### What you need to do
Exclude the pictures, then repeat exactly each line from the one containing "of the square" to the final line of the records that follow.

[Data excerpts]

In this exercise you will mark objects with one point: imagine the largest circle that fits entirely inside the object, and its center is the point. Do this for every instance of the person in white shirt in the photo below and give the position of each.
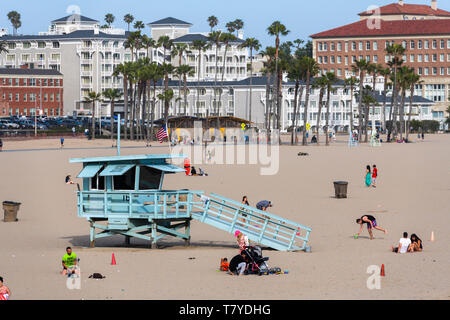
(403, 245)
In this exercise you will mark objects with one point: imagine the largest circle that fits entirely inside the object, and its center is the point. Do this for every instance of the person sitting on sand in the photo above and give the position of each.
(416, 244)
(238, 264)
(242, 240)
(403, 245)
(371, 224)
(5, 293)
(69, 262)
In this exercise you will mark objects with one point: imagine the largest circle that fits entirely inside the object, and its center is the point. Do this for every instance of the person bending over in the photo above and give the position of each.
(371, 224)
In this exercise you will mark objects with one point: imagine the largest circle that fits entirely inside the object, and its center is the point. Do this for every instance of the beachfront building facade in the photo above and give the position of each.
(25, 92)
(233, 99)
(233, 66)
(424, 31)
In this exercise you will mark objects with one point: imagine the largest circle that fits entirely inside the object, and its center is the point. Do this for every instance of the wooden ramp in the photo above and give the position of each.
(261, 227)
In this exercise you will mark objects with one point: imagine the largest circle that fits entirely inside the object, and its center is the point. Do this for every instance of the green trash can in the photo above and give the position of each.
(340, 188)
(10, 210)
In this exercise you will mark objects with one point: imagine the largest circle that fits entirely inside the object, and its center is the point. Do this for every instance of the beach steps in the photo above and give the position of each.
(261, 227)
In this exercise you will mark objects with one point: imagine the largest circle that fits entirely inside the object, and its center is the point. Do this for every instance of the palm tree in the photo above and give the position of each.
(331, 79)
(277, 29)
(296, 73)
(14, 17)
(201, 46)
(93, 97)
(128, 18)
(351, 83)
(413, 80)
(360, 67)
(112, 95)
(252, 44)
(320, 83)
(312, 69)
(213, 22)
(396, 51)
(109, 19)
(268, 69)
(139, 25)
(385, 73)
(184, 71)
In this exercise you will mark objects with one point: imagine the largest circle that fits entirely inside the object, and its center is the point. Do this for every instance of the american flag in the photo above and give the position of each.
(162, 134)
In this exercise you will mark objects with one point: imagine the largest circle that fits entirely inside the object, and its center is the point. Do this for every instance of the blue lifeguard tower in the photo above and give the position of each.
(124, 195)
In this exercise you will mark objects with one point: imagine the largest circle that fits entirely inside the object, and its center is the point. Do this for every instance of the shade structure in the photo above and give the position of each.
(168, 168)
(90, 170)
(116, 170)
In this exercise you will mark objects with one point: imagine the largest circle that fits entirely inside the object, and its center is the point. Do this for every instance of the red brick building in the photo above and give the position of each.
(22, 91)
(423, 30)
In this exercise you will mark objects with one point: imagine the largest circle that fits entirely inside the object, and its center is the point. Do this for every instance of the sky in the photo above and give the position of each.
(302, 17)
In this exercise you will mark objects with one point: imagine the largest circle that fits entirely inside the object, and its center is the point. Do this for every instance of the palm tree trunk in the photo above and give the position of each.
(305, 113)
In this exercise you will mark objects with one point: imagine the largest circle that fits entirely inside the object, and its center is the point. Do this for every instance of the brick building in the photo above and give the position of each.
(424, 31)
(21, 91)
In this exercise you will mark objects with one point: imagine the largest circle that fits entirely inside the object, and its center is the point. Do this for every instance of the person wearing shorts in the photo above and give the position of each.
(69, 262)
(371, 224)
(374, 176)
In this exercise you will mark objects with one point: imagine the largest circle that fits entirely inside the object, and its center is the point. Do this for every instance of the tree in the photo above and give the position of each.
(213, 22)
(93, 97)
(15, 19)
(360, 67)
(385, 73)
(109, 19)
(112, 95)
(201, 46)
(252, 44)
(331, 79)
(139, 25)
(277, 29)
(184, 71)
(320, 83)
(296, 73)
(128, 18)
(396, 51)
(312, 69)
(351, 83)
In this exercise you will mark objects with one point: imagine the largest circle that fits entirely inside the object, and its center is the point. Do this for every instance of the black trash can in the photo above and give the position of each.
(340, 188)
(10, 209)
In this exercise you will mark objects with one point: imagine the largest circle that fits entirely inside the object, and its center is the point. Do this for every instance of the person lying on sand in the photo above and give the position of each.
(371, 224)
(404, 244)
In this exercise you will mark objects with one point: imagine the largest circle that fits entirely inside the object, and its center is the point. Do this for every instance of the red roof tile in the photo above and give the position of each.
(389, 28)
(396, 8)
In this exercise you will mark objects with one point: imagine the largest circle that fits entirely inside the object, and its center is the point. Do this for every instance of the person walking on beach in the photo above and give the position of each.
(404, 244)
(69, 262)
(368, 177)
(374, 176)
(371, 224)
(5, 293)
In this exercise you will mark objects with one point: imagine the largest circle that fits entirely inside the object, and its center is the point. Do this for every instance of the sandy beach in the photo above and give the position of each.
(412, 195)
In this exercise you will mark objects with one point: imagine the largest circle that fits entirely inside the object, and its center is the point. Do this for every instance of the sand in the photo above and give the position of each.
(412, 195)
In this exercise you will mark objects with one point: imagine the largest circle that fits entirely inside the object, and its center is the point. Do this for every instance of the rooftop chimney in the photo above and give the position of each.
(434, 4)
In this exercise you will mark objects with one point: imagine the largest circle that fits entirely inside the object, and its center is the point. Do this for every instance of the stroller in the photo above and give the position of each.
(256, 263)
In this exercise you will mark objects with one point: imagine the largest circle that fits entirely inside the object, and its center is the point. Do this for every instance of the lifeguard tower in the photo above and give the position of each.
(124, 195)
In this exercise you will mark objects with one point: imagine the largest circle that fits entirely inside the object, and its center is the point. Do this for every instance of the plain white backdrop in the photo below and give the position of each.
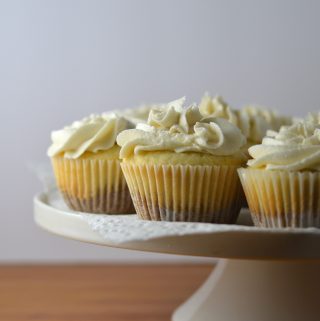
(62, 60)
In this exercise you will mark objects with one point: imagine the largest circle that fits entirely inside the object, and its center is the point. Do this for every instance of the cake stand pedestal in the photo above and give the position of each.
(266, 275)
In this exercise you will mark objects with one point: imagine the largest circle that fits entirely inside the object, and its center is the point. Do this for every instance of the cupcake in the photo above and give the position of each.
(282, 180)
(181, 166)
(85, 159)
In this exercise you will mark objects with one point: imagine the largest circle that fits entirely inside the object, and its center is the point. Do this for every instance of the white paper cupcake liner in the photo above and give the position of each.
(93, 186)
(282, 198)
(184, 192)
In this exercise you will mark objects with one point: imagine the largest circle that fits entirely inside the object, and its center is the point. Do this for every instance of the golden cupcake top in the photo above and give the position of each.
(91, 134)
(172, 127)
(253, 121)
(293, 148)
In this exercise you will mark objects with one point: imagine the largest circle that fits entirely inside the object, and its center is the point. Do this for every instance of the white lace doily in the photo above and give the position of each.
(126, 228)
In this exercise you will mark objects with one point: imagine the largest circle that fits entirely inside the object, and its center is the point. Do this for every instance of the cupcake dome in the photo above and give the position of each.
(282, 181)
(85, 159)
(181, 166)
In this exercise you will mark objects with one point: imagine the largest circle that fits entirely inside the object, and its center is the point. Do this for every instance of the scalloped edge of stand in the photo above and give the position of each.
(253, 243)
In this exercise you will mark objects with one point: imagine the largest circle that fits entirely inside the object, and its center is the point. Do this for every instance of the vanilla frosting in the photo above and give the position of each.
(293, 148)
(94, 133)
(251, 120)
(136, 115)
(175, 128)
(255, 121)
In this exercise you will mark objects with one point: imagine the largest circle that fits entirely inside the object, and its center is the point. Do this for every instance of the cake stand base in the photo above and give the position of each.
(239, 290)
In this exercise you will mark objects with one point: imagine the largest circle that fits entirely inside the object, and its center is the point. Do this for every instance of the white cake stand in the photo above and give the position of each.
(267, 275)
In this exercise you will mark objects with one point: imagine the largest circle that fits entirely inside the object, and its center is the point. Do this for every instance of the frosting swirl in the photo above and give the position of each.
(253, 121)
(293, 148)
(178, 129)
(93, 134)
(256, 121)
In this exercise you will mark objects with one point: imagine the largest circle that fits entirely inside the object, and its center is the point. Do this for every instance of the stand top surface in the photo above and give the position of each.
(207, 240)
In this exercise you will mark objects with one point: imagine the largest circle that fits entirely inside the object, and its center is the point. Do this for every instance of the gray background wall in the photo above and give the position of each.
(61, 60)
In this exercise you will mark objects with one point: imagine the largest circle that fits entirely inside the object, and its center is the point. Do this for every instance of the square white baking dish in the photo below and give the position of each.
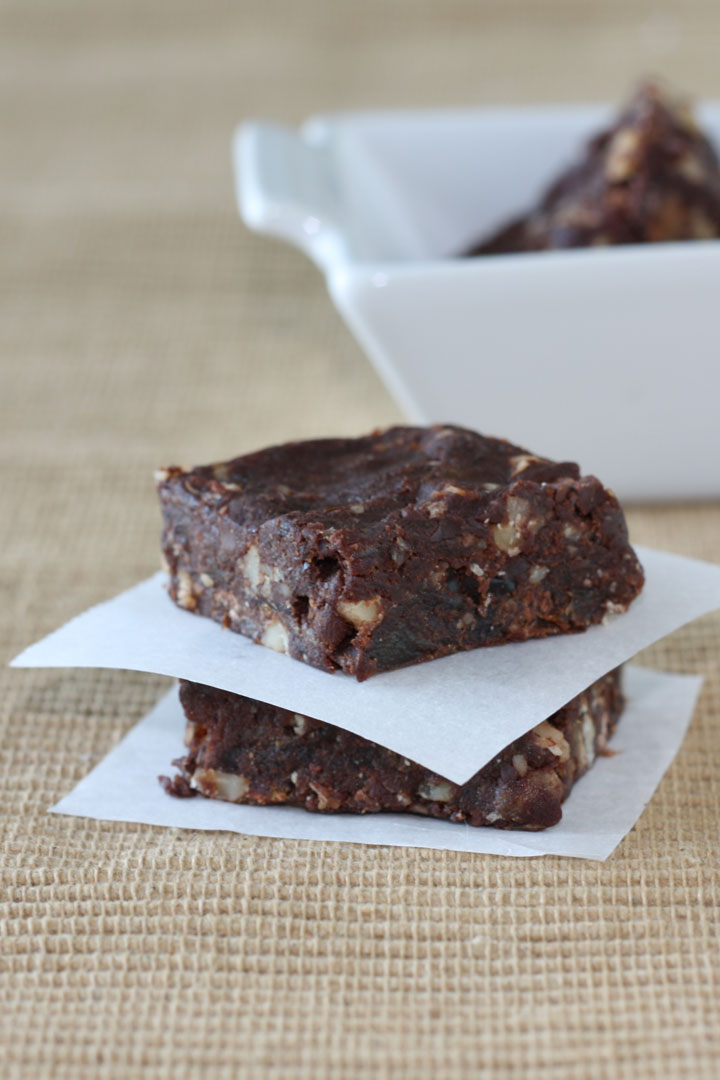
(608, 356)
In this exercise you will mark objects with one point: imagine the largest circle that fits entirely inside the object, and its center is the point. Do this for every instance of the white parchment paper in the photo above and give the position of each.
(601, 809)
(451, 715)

### Response to this exercise
In this exercise you will mark objects with one point: imagine the largest circle that fits entirely inside the object, and its center is the point. Do this for every instance of the square white baking dish in the photo below and give the position of each.
(608, 356)
In this exercise you will mark objects with one point: imagine the largest circle that fits entirely inside the object, and its center is the point. Do this for every instance of the white parchment paper in the photo above and give the position of each.
(601, 809)
(451, 715)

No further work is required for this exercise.